**SUPPLIED PASSAGE:**

_ _ _ _

Consume Fatty Foods All Week? This May Alter How Your Body Processes Food
/A new study has revealed that if you eat fatty foods just five days in a row, it can alter how your body's muscle processes food.
Researchers indicated that after eating a high-fat diet, the way in which the body's muscle processes nutrients changes. This could lead to long-term problems such as weight gain, obesity, and other health issues.
High Fat Intake Can Change How Your Digest in Days
Most people think they can indulge in high-fat foods for a few days and get away with it, but this study found that all it takes is five days for your body's muscle to start to protest.
After just five days of eating a high-fat diet, the way in which the body's muscle processes nutrients changes. This could lead to long-term problems such as weight gain, obesity, and other health issues.
An article was published recently in the online version of the journal Obesity; researchers found that the manner in which muscle metabolizes nutrients is changed in justfive days of high-fat feeding.
This is the first study to prove that the change happens so quickly
How Our Bodies Respond to Eating Unhealthy Food
This study shows that our bodies are can respond dramatically to changes in diet in a shorter time frame than we have previously thought. Five days is a very short time. There are plenty of times when we all eat fatty foods for a few days. Holidays, vacations, or other celebrations can even have this effect.
These high-fat diets can change a person's normal metabolism in a very short time frame. When food is eaten, the level of glucose in the blood rises. The body's muscle is a major clearinghouse for this glucose. It may break it down for energy, or it can store it for later use
The Muscle's Role in Digestion
Since muscle makes up about 30 percent of our body weight and it is such an important site for glucose metabolism, if normal metabolism is altered, it can have dire consequences on the rest of the body and can lead to health issues.. Researchers have found that muscles' ability to oxidize glucose after a meal is disrupted after five days of eating a high-fat diet, which could lead to the body's inability to respond to insulin, a risk factor for the development of diabetes and other diseases.
More on the Study
To conduct the study, healthy college-age students were fed a fat-laden diet that included sausage biscuits, macaroni and cheese, and food loaded with butter to increase the percentage of their daily fat intake.
A normal diet is made up of about 30 percent fat and students in this study had diets that were about 55 percent fat.
Their overall caloric intake remained the same as it was prior to the high fat diet. Muscle samples were then collected to see how it metabolized glucose. Although the study showed the manner in which the muscle metabolized glucose was altered, the students did not gain weight or have any signs of insulin resistance.
Research teams will now look into how these short-term changes in the muscle can adversely affect the body in the long run and how quickly these deleterious changes in the muscle can be reversed once someone returns to a low-fat diet.

_ _ _ _

**EXTRACTED ENTRIES:**
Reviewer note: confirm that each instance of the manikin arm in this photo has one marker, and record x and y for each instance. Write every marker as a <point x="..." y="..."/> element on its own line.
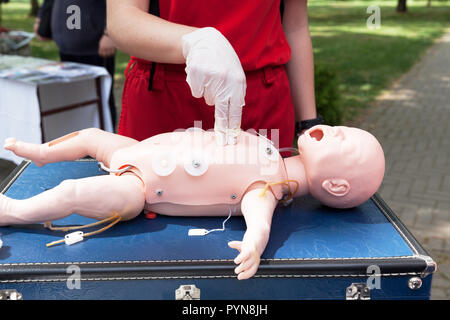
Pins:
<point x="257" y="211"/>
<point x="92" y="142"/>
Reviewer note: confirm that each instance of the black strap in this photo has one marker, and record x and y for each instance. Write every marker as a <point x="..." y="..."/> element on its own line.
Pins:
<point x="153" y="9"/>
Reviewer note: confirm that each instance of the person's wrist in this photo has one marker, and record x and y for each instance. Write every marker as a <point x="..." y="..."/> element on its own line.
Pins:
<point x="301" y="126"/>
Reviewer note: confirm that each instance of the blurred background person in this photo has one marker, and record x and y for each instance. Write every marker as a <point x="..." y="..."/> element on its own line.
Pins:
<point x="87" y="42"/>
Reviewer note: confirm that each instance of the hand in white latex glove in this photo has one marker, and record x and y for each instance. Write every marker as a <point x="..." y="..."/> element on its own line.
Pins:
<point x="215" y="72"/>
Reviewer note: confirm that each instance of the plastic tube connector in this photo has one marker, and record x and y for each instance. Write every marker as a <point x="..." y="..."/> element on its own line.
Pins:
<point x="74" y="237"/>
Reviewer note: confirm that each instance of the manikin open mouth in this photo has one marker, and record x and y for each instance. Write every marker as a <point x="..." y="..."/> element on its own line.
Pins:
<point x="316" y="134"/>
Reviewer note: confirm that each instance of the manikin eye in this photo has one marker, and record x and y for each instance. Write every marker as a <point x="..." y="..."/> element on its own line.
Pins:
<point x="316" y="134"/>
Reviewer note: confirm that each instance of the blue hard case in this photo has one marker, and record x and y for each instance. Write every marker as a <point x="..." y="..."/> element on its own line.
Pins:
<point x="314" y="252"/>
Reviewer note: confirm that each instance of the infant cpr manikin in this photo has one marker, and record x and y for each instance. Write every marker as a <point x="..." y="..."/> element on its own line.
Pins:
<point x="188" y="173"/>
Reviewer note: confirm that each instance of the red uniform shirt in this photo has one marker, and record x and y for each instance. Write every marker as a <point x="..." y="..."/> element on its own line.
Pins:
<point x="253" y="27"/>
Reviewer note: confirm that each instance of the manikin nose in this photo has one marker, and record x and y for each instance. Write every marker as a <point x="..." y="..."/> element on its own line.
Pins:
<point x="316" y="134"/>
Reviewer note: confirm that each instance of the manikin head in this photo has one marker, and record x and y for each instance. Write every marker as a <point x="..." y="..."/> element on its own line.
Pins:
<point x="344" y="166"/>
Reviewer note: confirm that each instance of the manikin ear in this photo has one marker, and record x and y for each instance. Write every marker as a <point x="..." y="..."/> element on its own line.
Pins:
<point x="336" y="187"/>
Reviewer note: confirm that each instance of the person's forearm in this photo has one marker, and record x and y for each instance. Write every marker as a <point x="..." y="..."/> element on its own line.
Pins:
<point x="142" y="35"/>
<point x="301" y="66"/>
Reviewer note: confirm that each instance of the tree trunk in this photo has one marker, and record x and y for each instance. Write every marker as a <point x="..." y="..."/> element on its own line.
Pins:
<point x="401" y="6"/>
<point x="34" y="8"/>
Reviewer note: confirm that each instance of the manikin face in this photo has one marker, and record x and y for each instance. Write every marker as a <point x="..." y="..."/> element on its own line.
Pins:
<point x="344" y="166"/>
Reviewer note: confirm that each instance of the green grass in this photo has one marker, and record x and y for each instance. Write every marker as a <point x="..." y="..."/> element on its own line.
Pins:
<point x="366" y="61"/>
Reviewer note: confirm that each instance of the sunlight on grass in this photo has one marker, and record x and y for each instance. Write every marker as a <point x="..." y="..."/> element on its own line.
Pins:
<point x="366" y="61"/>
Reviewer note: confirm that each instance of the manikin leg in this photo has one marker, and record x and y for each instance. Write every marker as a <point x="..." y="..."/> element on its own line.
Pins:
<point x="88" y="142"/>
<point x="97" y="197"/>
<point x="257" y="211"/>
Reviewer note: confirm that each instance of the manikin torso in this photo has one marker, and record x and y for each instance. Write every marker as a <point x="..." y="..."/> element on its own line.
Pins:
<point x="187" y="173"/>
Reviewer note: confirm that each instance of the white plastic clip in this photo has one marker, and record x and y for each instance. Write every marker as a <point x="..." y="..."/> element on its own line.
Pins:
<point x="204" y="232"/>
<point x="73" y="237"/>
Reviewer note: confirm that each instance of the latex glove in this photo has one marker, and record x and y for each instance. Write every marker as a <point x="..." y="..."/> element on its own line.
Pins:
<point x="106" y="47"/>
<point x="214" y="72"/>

_ _ _ _

**AIM OF THE EXERCISE:** According to the article on high-fat diets, about what percentage of their diet was fat for the students in the study?

**COMPLETED EXERCISE:** About 55 percent.